(Beginning of Material provided)

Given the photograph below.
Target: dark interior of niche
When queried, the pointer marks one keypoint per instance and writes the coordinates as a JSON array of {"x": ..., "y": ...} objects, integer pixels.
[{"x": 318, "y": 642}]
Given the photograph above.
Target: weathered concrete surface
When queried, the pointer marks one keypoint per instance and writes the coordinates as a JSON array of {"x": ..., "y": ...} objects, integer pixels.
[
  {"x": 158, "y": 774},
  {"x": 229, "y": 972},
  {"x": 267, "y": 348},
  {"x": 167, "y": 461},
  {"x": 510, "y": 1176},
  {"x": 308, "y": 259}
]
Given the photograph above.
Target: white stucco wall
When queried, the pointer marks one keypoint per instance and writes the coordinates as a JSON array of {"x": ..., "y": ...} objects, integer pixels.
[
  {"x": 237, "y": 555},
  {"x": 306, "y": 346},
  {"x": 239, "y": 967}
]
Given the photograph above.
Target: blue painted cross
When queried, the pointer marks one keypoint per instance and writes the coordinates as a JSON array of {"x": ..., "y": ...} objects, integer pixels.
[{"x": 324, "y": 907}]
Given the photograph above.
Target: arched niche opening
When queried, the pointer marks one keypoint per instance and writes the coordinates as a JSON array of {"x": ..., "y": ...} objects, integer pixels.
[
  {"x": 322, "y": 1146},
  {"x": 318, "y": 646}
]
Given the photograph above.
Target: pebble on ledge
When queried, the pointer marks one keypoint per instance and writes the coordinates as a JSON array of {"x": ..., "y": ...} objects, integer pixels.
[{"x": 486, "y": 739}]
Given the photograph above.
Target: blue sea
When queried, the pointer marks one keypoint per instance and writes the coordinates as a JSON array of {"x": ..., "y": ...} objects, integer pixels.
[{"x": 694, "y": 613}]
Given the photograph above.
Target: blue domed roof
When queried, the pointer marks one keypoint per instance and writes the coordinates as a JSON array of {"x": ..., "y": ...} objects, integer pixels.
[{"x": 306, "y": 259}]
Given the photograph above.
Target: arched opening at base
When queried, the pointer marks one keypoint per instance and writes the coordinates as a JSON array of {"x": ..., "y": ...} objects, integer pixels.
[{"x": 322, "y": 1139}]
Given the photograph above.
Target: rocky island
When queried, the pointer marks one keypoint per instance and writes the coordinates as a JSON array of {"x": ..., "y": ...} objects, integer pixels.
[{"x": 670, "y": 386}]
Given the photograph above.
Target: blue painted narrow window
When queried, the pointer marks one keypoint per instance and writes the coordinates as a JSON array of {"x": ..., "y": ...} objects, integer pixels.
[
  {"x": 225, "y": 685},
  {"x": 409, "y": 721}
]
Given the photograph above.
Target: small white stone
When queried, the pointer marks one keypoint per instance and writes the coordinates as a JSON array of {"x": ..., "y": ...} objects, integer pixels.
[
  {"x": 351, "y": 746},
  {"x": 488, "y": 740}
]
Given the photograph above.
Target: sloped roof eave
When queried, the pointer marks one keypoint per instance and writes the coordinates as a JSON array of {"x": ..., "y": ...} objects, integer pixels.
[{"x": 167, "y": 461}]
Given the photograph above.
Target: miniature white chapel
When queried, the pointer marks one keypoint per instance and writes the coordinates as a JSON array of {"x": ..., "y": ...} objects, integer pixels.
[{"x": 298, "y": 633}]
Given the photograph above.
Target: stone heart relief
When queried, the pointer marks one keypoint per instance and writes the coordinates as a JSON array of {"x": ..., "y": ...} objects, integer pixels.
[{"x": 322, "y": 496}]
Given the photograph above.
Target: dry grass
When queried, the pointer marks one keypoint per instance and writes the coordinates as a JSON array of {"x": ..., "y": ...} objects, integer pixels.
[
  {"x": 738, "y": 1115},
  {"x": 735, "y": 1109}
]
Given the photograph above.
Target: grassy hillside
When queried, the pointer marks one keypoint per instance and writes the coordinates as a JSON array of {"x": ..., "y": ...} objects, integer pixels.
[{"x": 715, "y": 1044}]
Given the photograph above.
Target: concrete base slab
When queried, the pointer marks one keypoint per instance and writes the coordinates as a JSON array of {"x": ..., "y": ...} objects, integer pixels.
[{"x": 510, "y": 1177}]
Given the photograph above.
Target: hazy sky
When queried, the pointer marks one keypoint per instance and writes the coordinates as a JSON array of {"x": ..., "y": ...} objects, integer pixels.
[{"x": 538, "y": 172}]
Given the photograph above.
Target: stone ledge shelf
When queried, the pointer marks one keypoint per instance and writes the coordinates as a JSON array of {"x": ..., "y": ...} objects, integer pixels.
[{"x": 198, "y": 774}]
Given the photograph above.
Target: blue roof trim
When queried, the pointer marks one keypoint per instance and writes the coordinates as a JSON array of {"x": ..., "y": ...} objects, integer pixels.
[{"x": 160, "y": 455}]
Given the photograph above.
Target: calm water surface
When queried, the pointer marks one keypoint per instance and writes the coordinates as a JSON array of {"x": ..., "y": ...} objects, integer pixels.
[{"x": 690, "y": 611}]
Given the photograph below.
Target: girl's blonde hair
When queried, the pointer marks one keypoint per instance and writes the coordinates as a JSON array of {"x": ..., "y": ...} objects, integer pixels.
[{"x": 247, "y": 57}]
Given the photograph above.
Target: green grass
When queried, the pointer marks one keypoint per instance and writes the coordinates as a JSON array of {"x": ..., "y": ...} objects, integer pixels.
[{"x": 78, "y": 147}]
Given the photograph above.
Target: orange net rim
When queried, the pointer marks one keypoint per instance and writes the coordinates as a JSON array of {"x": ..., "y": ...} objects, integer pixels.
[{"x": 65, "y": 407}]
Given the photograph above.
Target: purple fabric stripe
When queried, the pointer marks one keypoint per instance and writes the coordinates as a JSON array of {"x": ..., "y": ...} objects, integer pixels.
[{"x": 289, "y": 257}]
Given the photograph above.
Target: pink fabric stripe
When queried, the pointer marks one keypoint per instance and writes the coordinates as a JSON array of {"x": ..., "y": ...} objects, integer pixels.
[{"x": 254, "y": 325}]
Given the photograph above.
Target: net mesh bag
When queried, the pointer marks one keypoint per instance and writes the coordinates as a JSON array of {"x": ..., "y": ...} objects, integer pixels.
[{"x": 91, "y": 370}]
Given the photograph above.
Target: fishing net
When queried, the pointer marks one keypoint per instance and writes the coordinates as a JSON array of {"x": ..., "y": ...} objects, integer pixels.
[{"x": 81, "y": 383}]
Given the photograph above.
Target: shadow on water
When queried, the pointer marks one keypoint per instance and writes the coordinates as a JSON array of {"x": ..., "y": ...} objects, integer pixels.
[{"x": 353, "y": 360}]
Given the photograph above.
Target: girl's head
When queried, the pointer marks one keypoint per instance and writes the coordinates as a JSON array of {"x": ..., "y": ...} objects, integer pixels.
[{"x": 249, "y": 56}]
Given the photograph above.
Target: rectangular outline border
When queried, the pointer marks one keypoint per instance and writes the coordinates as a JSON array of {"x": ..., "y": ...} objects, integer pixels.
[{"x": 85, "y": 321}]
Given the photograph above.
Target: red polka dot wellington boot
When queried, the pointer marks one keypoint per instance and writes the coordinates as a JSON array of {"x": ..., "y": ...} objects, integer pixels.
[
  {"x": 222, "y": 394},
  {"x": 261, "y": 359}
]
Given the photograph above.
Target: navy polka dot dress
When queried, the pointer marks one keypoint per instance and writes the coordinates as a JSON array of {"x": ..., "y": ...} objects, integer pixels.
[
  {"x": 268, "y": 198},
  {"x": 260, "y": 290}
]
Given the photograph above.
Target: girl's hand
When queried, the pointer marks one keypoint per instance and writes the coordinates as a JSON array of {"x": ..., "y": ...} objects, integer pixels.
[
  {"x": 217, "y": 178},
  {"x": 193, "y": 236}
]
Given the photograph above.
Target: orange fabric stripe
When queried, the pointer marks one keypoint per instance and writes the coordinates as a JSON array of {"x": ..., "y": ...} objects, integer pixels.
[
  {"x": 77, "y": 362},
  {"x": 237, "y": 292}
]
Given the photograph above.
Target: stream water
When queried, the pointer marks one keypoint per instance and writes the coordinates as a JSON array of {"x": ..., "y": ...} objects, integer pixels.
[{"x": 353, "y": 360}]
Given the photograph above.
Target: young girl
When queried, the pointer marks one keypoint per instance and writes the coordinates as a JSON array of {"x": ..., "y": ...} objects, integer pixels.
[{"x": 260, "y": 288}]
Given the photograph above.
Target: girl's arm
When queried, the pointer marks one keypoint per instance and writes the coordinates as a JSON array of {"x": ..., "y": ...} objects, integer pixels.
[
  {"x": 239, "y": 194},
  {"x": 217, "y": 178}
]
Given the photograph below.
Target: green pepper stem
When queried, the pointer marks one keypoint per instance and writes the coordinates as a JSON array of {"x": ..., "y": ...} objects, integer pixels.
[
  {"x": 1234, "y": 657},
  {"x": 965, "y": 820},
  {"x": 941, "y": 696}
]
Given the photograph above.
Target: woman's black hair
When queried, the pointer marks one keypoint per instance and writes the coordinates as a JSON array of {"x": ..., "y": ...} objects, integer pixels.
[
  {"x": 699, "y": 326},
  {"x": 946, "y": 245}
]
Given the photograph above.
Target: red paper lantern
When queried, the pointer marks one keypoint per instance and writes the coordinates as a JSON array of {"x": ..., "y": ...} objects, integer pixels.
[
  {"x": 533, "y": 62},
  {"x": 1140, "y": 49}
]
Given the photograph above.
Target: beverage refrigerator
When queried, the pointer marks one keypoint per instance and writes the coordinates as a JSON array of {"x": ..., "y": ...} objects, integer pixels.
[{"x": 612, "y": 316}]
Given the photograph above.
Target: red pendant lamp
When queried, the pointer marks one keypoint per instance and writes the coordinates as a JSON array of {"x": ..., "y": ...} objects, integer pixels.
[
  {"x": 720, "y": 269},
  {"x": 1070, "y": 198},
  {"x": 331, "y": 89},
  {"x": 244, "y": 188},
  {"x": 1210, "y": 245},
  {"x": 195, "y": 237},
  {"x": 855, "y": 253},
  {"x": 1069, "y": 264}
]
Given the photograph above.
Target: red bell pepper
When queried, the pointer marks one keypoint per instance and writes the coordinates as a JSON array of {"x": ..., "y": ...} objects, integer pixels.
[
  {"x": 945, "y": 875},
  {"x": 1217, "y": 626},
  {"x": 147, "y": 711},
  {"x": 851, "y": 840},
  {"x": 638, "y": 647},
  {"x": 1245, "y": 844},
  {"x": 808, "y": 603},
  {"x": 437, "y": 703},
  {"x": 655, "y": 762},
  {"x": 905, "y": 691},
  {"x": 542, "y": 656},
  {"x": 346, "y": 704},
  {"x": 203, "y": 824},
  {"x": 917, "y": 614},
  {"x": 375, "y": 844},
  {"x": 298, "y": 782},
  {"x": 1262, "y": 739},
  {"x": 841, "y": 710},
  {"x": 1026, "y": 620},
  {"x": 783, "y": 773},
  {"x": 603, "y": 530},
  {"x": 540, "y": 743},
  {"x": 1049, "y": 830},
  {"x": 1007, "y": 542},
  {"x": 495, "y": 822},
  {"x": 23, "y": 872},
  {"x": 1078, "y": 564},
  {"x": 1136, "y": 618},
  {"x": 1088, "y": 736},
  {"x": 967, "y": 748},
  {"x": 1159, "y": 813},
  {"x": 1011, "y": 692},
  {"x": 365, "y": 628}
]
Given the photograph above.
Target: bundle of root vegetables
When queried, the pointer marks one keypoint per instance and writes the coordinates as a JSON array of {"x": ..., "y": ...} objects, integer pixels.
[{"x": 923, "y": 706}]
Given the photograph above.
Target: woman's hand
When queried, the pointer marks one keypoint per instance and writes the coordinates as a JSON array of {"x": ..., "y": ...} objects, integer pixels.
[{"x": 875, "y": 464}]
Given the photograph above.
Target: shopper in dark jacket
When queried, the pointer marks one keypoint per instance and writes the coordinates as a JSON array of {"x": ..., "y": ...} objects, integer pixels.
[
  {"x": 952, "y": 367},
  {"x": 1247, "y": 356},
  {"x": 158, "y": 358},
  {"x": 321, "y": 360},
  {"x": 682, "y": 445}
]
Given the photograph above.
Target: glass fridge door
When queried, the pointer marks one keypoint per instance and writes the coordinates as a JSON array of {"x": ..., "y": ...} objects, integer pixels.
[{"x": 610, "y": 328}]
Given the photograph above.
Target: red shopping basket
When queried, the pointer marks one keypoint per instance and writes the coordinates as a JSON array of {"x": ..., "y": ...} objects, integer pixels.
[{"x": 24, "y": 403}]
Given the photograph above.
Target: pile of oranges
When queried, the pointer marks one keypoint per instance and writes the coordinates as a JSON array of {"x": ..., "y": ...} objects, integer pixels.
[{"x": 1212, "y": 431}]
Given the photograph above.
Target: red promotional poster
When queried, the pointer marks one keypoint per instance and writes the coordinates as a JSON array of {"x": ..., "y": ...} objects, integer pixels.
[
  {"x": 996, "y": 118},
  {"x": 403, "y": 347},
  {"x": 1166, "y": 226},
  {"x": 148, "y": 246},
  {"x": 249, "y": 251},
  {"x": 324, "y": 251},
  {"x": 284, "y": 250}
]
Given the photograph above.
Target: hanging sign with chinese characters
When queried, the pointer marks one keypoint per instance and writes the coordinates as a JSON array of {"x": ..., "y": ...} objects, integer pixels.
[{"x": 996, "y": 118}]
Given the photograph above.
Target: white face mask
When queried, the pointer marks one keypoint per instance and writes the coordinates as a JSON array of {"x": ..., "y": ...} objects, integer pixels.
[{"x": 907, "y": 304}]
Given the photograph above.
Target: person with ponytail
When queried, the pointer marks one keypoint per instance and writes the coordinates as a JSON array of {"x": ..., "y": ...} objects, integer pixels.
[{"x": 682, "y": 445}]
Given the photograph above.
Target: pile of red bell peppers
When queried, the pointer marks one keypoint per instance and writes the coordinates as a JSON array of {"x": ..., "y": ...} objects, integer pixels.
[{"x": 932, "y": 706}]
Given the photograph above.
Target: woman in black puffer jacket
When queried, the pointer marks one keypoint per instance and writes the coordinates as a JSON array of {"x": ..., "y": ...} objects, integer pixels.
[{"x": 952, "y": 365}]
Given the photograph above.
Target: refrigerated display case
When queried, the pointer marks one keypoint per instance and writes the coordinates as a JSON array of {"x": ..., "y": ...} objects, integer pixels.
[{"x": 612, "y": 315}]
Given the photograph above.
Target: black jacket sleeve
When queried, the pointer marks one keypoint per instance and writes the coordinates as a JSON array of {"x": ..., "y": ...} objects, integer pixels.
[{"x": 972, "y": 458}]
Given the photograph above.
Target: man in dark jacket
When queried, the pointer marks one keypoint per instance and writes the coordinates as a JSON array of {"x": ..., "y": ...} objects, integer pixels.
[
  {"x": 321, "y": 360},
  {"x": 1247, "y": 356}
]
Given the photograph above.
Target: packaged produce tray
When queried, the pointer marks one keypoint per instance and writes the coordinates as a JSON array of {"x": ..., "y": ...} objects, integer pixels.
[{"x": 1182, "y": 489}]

(End of Material provided)

◆ Exercise instructions ◆
Where a line of the records above holds the word "pile", copy that line.

◆ Task response ◆
Target: pile of oranges
Target: pile of red bell peppers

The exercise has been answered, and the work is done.